- Born: Francis Potenza November 11, 1933 Brooklyn, New York City, U.S.
- Died: August 23, 2011 (aged 77) Los Angeles, California, U.S.
- Other name: Uncle Frank
- Known for: Jimmy Kimmel Live!
- Children: 3
- Relatives: Jimmy Kimmel (nephew) Jonathan Kimmel (nephew) Sal Iacono (nephew)

= Frank Potenza =

American police officer (1933–2011)

Francis Potenza (November 11, 1933 – August 23, 2011) was a police officer in the New York City Police Department and also a security guard. He later became a recurring staple on his nephew Jimmy Kimmel’s show late-night show Jimmy Kimmel Live! from their show’s premiere in 2003 until his death in 2011.

==Early life and career==
Francis Potenza was born in Brooklyn, New York City, in 1933. He served in the United States Army during the Korean War. Potenza joined the New York Police Department (NYPD) following the war, serving as a beat cop in Bensonhurst, Brooklyn, in the 62nd Precinct for 20 years. He reportedly made just six arrests during his two decades in the NYPD, believing that a lecture by the police delivered more benefits than a prison sentence.

He became a security guard and moved to Las Vegas upon his retirement from the NYPD. He served inside Frank Sinatra's personal security detail and as bodyguard when Sinatra performed at Caesars Palace. He returned to New York City to take a security position at St. Patrick's Cathedral in Manhattan.

# PROMPT A:
Condense the paragraph of the Frank Potenza biography that begins "Francis Potenza was born in Brooklyn" into a short bulleted list that keeps its main facts.
# PROMPT B:
Translate this sentence from the Frank Potenza biography into Spanish: "He served in the United States Army during the Korean War."
# PROMPT C:
Duplicate the passage of the Frank Potenza biography starting at "- Born: Francis" and ending at "for: Jimmy Kimmel Live!".
These records were taken from a separate source.

[Records from a dataset]

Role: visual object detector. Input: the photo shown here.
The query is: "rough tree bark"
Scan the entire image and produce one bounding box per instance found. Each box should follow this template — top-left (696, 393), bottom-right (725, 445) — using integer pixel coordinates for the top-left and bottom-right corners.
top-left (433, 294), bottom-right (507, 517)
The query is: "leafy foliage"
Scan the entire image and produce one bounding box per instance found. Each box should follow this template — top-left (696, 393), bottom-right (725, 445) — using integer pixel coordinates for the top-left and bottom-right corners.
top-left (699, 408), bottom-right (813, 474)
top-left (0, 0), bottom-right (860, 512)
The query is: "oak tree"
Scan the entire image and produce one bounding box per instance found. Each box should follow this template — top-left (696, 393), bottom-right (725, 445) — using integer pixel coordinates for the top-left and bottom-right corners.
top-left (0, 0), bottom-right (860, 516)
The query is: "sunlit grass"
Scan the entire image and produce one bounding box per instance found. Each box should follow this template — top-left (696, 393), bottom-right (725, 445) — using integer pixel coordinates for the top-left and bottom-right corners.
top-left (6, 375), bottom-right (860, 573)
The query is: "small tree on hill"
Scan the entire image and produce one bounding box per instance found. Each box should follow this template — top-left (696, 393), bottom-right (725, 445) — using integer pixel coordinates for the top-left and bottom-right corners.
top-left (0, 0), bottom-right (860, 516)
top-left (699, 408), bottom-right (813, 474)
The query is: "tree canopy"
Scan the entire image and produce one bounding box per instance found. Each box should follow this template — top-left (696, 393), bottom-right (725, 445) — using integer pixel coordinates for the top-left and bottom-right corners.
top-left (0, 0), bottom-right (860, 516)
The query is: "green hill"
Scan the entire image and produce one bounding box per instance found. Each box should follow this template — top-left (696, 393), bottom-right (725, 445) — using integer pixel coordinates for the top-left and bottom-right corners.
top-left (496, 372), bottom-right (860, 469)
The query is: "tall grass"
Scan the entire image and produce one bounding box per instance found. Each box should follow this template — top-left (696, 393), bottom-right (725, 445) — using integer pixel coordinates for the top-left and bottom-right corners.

# YOUR RESPONSE A:
- Born in Brooklyn, New York City, in 1933
- Served in the U.S. Army during the Korean War
- Joined the NYPD after the war and spent 20 years as a beat cop in Bensonhurst, Brooklyn, in the 62nd Precinct
- Reportedly made only six arrests in those two decades, believing a police lecture did more good than a prison sentence

# YOUR RESPONSE B:
Sirvió en el Ejército de los Estados Unidos durante la Guerra de Corea.

# YOUR RESPONSE C:
- Born: Francis Potenza November 11, 1933 Brooklyn, New York City, U.S.
- Died: August 23, 2011 (aged 77) Los Angeles, California, U.S.
- Other name: Uncle Frank
- Known for: Jimmy Kimmel Live!